QUOTED PASSAGE
Your practicing of virtue does not protect you from the consequences of other people’s sin.
Please give us the full rant
Modesty is a virtue, but it does nothing to stop someone else from committing the sin of lust.
St. Maria Goretti was the poster girl for holiness when she was alive, super modest and charitable and all that jazz, but that didn’t stop porn-addicted Alessandro from trying to rape her.
Countless virgin martyrs, such as St. Agnes, were virtuous Christian women, but they were sexually assaulted for their faith and/or for choosing celibacy.
St. Dymphnia was killed for refusing to marry her unstable and incestuous father.
When modesty is discussed in Scripture, it is explained as an outward expression of inward holiness. When lust is discussed, it is explained as displaced sexual desire and attention to anyone who is not your spouse. When one subject is discussed, the other is not.

REQUIREMENT 1
Can you restate the records from their first line through the line containing "[[[512,0],[608,184],[608,4]]]", replacing "limestone rock face" with "limestone cliff" and leaving everything else as it is?

Data records
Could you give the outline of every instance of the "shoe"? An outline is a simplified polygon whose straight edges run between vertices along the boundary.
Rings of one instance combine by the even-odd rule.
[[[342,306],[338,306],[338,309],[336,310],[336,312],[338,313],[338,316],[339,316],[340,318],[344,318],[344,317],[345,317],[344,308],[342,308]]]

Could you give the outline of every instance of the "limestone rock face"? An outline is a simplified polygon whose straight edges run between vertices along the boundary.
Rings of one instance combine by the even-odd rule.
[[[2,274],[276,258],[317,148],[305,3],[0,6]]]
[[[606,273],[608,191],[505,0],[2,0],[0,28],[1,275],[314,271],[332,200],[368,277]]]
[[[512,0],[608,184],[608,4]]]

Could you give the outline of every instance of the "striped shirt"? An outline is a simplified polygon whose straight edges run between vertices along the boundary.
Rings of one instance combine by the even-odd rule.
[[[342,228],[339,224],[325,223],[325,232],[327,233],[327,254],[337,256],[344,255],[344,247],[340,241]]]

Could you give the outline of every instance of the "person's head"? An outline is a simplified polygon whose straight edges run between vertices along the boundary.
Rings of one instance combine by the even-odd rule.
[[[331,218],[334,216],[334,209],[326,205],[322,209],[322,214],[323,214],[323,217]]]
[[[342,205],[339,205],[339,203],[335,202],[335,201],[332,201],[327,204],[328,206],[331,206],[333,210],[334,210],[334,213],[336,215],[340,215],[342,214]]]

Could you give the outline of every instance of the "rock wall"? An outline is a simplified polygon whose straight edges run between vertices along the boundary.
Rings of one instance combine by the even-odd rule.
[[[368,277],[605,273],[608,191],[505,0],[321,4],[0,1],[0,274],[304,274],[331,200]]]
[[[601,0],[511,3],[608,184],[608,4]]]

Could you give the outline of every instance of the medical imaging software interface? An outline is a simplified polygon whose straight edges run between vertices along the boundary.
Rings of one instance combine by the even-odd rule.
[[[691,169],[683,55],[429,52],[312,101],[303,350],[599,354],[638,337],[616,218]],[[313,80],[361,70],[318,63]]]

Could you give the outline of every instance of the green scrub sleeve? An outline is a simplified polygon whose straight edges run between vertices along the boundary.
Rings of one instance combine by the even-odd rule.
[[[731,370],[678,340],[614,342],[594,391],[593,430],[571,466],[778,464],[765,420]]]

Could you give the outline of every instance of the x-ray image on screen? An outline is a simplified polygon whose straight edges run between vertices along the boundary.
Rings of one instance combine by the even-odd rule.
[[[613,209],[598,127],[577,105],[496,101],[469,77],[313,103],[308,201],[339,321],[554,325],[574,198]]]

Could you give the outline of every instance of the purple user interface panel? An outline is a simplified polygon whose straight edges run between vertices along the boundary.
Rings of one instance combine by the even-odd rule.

REQUIREMENT 2
Can you copy the passage on virtue and sin word for word, beginning at "Your practicing of" and ending after "to rape her."?

RESULT 1
Could you give the outline of every instance of the "shoe"? An outline is a simplified polygon whose straight edges run between vertices along the boundary.
Rings of one instance combine by the even-odd rule.
[[[342,306],[338,306],[338,309],[336,310],[336,312],[338,313],[338,316],[339,316],[340,318],[344,318],[344,317],[345,317],[344,308],[342,308]]]

Could you give the outline of every instance of the "limestone cliff"? An outline is a simplified polygon whose straight edges run between vertices along the boundary.
Rings of one instance combine by the even-odd rule.
[[[2,274],[276,258],[317,148],[305,3],[0,6]]]
[[[606,273],[608,191],[505,0],[2,0],[0,28],[1,275],[314,271],[332,200],[368,277]]]
[[[512,0],[608,184],[608,4]]]

RESULT 2
Your practicing of virtue does not protect you from the consequences of other people’s sin.
Please give us the full rant
Modesty is a virtue, but it does nothing to stop someone else from committing the sin of lust.
St. Maria Goretti was the poster girl for holiness when she was alive, super modest and charitable and all that jazz, but that didn’t stop porn-addicted Alessandro from trying to rape her.